Es mentira. Lo de una sola,
digo. De arranque nomás, tuve tres. Y después vinieron otras, como si las
hubiesen sembrado para que me las fuera encontrando a lo largo del camino. Y
con todas terminé de amigo, de cuatazo y confidente, de compartir secretos y
ayudarnos fuerte en la vida y sus cuestiones. Una de ellas -la más loca de
todas, la más sensata también-, me contó hoy una escena digna de la abuela
Carlota. En rigor, la bisabuela Carlota, una rosarina emigrada a San Juan que
supo tener el carácter de una yunta de carreros y que merece una crónica aparte.
Digamos que era capaz de esconder entre sus polleras al gringo C. para que
zafase de una emboscada de los conservadores, o decirle al comisario que no
tenía ni idea de dónde le aparecieron esos volantes por los que se la llevaron
detenida. “Ah, sí –agregaba fingiendo demencia-: me llovieron del cielo”. Y
andá a desmentirla!

_ _ _ _ _ _ _

■ **LISTA DE TAREAS**:
1/ Resume en dos oraciones el fragmento elegido.
2/ Prolonga el fragmento sobre la bisabuela Carlota a partir de su última oración.
Los datos son un material aparte del fragmento.

■ **DATOS PROPORCIONADOS**:
_ _ _ _ _ _ _

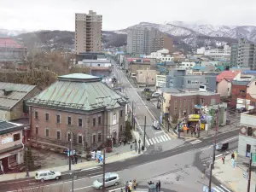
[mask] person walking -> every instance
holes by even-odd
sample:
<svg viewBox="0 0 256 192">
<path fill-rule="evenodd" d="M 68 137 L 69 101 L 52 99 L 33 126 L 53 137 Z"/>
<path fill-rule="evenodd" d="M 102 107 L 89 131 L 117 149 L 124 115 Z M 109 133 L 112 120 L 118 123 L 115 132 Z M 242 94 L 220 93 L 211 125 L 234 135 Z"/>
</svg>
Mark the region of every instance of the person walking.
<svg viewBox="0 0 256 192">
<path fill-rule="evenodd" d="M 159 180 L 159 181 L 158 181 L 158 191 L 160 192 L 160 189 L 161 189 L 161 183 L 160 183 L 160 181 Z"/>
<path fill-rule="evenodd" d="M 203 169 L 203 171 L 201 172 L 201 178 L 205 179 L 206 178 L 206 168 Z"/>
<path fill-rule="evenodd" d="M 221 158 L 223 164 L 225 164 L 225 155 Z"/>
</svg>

_ _ _ _ _ _ _

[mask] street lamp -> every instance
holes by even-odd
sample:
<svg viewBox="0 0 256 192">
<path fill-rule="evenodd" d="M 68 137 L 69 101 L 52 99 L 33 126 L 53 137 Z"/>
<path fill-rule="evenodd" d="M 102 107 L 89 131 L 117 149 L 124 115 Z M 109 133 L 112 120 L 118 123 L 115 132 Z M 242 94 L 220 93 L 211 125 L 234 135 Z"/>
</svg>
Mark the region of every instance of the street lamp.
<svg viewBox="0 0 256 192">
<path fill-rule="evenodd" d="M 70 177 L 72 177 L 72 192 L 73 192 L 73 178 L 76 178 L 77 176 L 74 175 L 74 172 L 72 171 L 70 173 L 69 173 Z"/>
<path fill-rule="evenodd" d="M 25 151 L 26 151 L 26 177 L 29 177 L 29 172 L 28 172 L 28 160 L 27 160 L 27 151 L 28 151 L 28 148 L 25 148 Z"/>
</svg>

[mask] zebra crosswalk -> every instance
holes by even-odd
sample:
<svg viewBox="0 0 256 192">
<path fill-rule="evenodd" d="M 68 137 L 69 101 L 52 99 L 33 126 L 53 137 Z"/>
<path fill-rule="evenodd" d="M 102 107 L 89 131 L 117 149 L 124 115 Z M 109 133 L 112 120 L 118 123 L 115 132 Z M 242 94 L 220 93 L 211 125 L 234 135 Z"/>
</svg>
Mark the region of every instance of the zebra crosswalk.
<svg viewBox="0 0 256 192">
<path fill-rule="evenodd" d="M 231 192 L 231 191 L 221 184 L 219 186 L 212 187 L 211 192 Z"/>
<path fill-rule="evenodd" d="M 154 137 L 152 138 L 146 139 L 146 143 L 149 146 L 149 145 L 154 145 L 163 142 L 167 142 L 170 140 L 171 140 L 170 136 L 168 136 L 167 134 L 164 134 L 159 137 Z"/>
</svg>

_ _ _ _ _ _ _

■ **RESPUESTAS POR TAREA**:
1/ Quien narra cuenta que al principio tuvo tres y que después vinieron otras, y que con todas terminó en una amistad de secretos compartidos y ayuda mutua. Una de ellas le contó hoy una escena digna de la bisabuela Carlota, una rosarina emigrada a San Juan y de carácter fuerte, capaz de esconder al gringo C. entre sus polleras o de decirle al comisario que los volantes le habían llovido del cielo.

2/
Las escenas de Moni son
dos, concatenadas, y también tienen volantes, matones, policías y hasta un
negro senegalés. Andaba haciendo trámites por el centro, y en Florida y
Diagonal se topó con las mesas de campaña. Se apiadó del compañero del Frente
que repartía boletas en la más absoluta soledad, y como le quedaba un pucho de
tiempo se ofreció a repartirlas con él, intercambiando pronósticos y
esperanzas. Luego, feliz por su “militancia al paso”, llegó hasta la esquina de
Corrientes y Florida, donde le llamó la atención un tumulto cerca de la boca
del subte. Allí, tres robustos vendedores ambulantes estaban por cobrarse su
libra de carne africana porque el morocho les había “robado” la parada. La
discusión iba subiendo de tono pero nadie intervenía, hasta que uno de ellos le
dijo “negro de mierda” al senegalés y ahí Moni se convirtió, una vez más, en el
vivo retrato de la abuela Carlota.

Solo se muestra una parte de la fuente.